* _WORK TO BE COMPLETED_
Gather every line of the data below that holds the word "checkered", and copy each of those lines.

**** RECORDS SUPPLIED ****

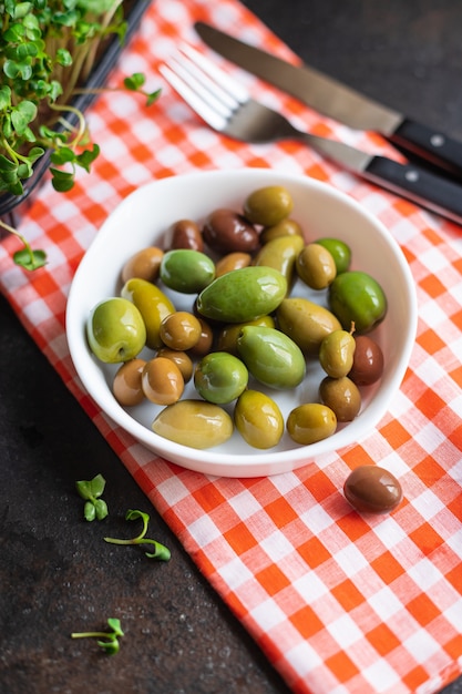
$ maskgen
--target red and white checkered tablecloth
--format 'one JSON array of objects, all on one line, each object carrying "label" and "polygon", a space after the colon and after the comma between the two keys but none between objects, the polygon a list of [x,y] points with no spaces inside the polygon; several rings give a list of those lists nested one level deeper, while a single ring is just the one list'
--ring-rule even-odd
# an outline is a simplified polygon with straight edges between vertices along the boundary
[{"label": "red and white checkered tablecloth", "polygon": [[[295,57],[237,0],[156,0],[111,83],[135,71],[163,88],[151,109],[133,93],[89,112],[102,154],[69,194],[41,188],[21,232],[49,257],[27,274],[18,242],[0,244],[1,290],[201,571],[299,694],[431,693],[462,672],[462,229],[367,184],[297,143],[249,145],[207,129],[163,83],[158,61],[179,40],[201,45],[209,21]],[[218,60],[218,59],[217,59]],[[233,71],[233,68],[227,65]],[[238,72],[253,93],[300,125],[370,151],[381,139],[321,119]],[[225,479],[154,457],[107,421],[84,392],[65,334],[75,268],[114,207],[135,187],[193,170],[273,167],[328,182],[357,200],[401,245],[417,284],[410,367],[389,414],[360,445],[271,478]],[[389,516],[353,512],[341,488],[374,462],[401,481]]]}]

****
**** RECORDS SUPPLIED ****

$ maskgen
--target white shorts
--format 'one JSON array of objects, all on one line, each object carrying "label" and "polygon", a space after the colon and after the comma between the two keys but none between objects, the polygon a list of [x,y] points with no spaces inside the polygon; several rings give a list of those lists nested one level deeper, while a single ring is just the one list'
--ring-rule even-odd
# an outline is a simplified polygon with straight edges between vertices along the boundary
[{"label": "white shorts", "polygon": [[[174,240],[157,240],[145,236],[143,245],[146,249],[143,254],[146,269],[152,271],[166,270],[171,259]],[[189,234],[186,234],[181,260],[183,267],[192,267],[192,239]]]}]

****
**** RECORDS SUPPLIED ****

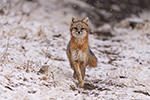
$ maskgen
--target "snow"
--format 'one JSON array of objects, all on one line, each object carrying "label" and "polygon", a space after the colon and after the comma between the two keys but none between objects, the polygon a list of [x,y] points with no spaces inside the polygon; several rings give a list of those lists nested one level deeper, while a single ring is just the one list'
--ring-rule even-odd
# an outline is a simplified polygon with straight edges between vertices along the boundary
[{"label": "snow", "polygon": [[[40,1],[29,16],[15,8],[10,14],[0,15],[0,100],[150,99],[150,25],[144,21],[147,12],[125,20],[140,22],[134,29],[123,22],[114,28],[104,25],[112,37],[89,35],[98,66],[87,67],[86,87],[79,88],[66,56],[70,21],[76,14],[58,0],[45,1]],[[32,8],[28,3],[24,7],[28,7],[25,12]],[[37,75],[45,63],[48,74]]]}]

****

* _REPLY_
--target red and white checkered tablecloth
[{"label": "red and white checkered tablecloth", "polygon": [[[295,57],[237,0],[156,0],[111,83],[135,71],[163,88],[151,109],[133,93],[89,112],[102,154],[69,194],[41,188],[21,232],[49,257],[27,274],[18,242],[0,244],[1,290],[201,571],[299,694],[431,693],[462,672],[462,229],[367,184],[297,143],[249,145],[207,129],[163,83],[158,61],[179,40],[201,45],[209,21]],[[218,60],[218,59],[217,59]],[[233,71],[233,68],[227,65]],[[238,72],[253,93],[300,125],[370,151],[381,139],[321,119]],[[225,479],[154,457],[107,421],[84,392],[65,334],[75,268],[114,207],[135,187],[193,170],[273,167],[328,182],[357,200],[401,245],[417,284],[410,367],[389,414],[360,445],[271,478]],[[389,516],[353,512],[341,488],[374,462],[401,481]]]}]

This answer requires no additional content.